=== WRITTEN TASKS ===
[1] Quote the passage of the sentencing article from "The jury’s death" to "for his death.", word for word.
[2] Convert the lines of the entries, from the line with "Target: tree branch" through the final line of the entries, into a JSON list of strings with one string per line, omitting blank lines.

Poplar Bluff man sentenced to death for 1997 murder
Thursday, November 13, 2008
A Cape Girardeau County jury took about three and one-half hours Wednesday to decide a Poplar Bluff man should die for killing his daughter’s grandmother.
The jury’s death sentence was identical to what another Cape County jury handed down in January 2001 after it convicted Terrance L. Anderson of first-degree murder in the July 1997 death of Debbie Rainwater. Anderson also was convicted of killing Stephen Rainwater and sentenced to life in prison without the eligibility of probation or parole for his death.
In July 2006, the Missouri Supreme Court overturned the 32-year-old’s death sentence and ordered a new penalty phase be held in his case.
"In this case, we started with the fact he was guilty this time; (the jury) decided punishment alone," explained Assistant Attorney General Robert Ahsens III, who presented the state’s case on Monday.

=== ROWS ===
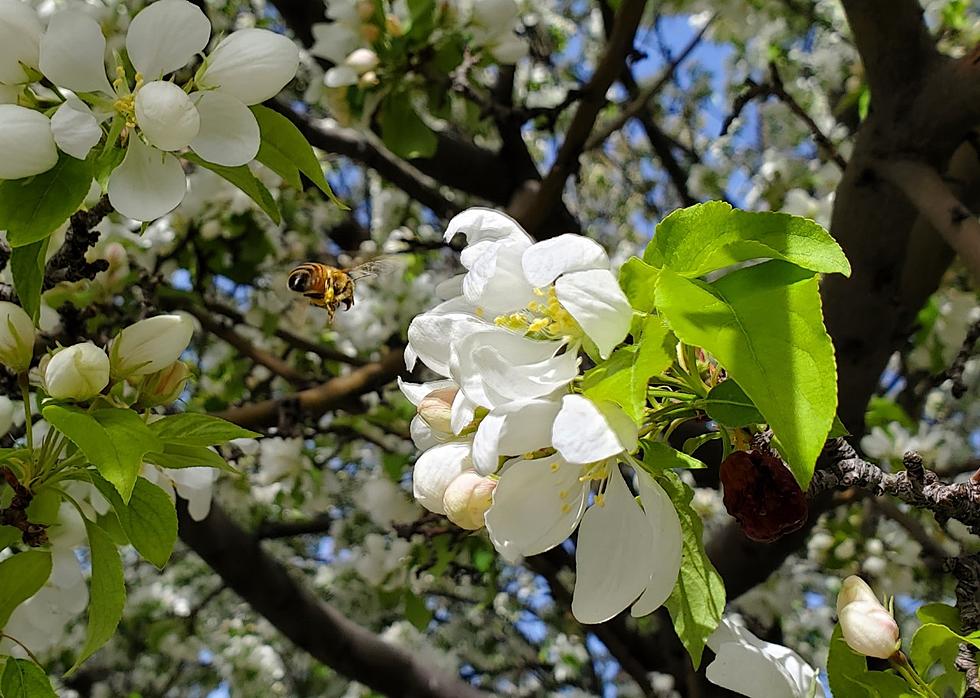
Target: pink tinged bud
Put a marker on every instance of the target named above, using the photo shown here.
(78, 372)
(436, 409)
(164, 386)
(868, 627)
(467, 500)
(16, 337)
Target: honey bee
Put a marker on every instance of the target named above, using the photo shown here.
(328, 287)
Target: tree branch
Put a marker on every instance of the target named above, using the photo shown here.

=== SET OF ANSWERS ===
[1]
The jury’s death sentence was identical to what another Cape County jury handed down in January 2001 after it convicted Terrance L. Anderson of first-degree murder in the July 1997 death of Debbie Rainwater. Anderson also was convicted of killing Stephen Rainwater and sentenced to life in prison without the eligibility of probation or parole for his death.

[2]
[
  "Target: tree branch",
  "Put a marker on every instance of the target named above, using the photo shown here."
]